> _PROBLEMS TO WORK ON_
(A) List the assignments of error that the plaintiff raises in the court opinion.
(B) Copy out word for word the stretch of the entries from the line that contains "The component shall indicate each instance of the white curtain" through the last line of the entries.

Rohr v. Schafer, Unpublished Decision (6-28-2001)

OPINION Plaintiff-appellant, Daniel F. Rohr, appeals from a judgment of the Franklin County Municipal Court granting the motion to dismiss of defendants-appellees, Richard and Charlotte Schafer ("defendants"), at the close of plaintiff's case-in-chief in a trial to the court.

Plaintiff purchased a Buick LeSabre in September 1996. His son, Brendan Rohr ("Brendan") paid $1,500 of the purchase price. The car was titled in plaintiff's name, and Brendan was not to allow others to drive the car. On February 7, 1997, Brendan was at a friend's house with approximately fifteen to twenty others. Brendan gave Andrew Vanatta ("Vanatta") and Matt Oser ("Oser") permission to drive the car around the block. Brian Schafer ("Brian") joined them at the car and left with them. Brian eventually drove the car and wrecked it.

Plaintiff filed a complaint against Brian, by and through his father, seeking compensation for the damage to the car, and against defendants, alleging they were responsible under R.C. 3109.09 for the damage Brian caused. Defendants responded with a counterclaim and third party complaint against plaintiff and/or Brendan, for negligent entrustment. The matter was heard in a bench trial on May 3, 1999. Following plaintiff's case-in-chief, the court granted defendants' motion to dismiss. The matter proceeded against Brian and on defendants' counterclaim. The court ultimately granted plaintiff's motion to dismiss the counterclaim and third-party complaint filed by defendants, entered judgment in favor of plaintiff against Brian, and awarded plaintiff $2,489 in damages. Plaintiff appeals, assigning the following errors:

I. THE TRIAL COURT COMMITTED REVERSIBLE ERROR IN GRANTING DEFENDANTS' MOTION FOR DIRECTED VERDICT AT THE CLOSE OF PLAINTIFF'S CASE IN CHIEF ON HIS CLAIM FOR DAMAGES AGAINST THE MINOR'S PARENTS.

II. THE TRIAL COURT COMMITTED PREJUDICIAL ERROR IN ARRIVING AT THE DAMAGES TO WHICH PLAINTIFF WAS ENTITLED.

III. THE TRIAL COURT ERRED IN AWARDING INTEREST FROM THE DATE OF THE JUDGMENT.

Plaintiff's first assignment of error asserts the trial court erred in granting a directed verdict to defendants on plaintiff's attempt to hold them responsible for Brian's negligence. Although plaintiff refers to it as a motion for directed verdict, the trial court properly deemed it a motion to dismiss, since the matter was tried to the court, not to a jury. A Civ.R. 50 motion for a directed verdict would have been improper, as a motion for directed verdict does not lie in a bench trial. Daugherty v. Dune (Dec. 30, 1999), Franklin App. No. 98AP-1580, unreported, citing Altimari v. Campbell (1978), 56 Ohio App. 2d 253, 256.

> _WORKING DATA_
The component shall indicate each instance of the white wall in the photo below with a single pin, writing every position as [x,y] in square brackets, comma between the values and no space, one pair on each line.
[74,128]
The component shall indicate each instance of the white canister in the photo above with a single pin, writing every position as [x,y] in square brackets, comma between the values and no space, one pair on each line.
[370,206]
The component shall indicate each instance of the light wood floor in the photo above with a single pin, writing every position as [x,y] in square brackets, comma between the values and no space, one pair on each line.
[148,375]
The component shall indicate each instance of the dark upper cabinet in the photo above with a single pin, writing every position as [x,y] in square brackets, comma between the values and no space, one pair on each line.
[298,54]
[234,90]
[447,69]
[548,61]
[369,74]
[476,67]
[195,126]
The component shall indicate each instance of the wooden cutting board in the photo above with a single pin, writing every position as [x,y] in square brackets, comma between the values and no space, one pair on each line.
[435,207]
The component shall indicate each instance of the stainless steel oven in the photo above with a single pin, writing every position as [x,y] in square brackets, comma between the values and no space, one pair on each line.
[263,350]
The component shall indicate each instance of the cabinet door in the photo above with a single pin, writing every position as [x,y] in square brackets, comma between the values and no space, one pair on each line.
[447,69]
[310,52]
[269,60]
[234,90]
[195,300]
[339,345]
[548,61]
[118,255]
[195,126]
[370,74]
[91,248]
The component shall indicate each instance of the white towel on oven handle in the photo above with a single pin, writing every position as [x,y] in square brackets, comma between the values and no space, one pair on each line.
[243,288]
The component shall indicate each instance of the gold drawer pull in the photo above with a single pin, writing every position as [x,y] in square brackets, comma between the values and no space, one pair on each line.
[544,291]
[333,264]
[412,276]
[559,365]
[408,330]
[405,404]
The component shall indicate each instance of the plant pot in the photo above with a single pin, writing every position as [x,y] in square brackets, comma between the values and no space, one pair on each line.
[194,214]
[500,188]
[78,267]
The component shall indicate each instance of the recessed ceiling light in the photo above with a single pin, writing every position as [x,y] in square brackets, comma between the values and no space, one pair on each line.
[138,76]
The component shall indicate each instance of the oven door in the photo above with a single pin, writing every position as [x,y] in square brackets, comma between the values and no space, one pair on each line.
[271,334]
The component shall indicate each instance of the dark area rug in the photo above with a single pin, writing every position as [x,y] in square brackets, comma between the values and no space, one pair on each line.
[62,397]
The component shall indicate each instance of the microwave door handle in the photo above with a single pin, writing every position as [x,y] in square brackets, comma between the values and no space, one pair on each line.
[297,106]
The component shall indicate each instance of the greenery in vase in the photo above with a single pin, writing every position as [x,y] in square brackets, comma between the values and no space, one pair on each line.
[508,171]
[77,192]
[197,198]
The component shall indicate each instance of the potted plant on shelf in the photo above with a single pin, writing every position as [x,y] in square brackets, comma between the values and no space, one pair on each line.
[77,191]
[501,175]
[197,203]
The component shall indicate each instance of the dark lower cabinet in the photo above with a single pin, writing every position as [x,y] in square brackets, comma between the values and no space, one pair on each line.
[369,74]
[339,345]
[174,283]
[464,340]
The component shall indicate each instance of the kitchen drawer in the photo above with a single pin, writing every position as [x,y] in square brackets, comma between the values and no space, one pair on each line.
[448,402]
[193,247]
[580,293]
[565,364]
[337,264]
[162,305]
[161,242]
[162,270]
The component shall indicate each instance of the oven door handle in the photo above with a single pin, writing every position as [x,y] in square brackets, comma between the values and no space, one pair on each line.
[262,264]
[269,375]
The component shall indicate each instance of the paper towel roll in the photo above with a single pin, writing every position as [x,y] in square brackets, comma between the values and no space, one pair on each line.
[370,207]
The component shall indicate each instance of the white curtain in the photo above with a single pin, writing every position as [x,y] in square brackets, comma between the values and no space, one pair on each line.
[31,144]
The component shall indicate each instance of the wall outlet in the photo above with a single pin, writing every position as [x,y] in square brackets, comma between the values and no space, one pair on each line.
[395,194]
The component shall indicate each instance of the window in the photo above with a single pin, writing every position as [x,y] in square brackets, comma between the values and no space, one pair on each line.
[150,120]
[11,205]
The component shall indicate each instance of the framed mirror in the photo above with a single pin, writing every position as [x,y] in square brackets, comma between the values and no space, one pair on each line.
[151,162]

> _TASK-BY-TASK SOLUTIONS_
(A)
I. THE TRIAL COURT COMMITTED REVERSIBLE ERROR IN GRANTING DEFENDANTS' MOTION FOR DIRECTED VERDICT AT THE CLOSE OF PLAINTIFF'S CASE IN CHIEF ON HIS CLAIM FOR DAMAGES AGAINST THE MINOR'S PARENTS.
II. THE TRIAL COURT COMMITTED PREJUDICIAL ERROR IN ARRIVING AT THE DAMAGES TO WHICH PLAINTIFF WAS ENTITLED.
III. THE TRIAL COURT ERRED IN AWARDING INTEREST FROM THE DATE OF THE JUDGMENT.

(B)
The component shall indicate each instance of the white curtain in the photo above with a single pin, writing every position as [x,y] in square brackets, comma between the values and no space, one pair on each line.
[31,144]
The component shall indicate each instance of the wall outlet in the photo above with a single pin, writing every position as [x,y] in square brackets, comma between the values and no space, one pair on each line.
[395,194]
The component shall indicate each instance of the window in the photo above with a single pin, writing every position as [x,y] in square brackets, comma between the values and no space, one pair on each line.
[150,120]
[11,205]
The component shall indicate each instance of the framed mirror in the photo above with a single pin, writing every position as [x,y] in square brackets, comma between the values and no space, one pair on each line.
[151,162]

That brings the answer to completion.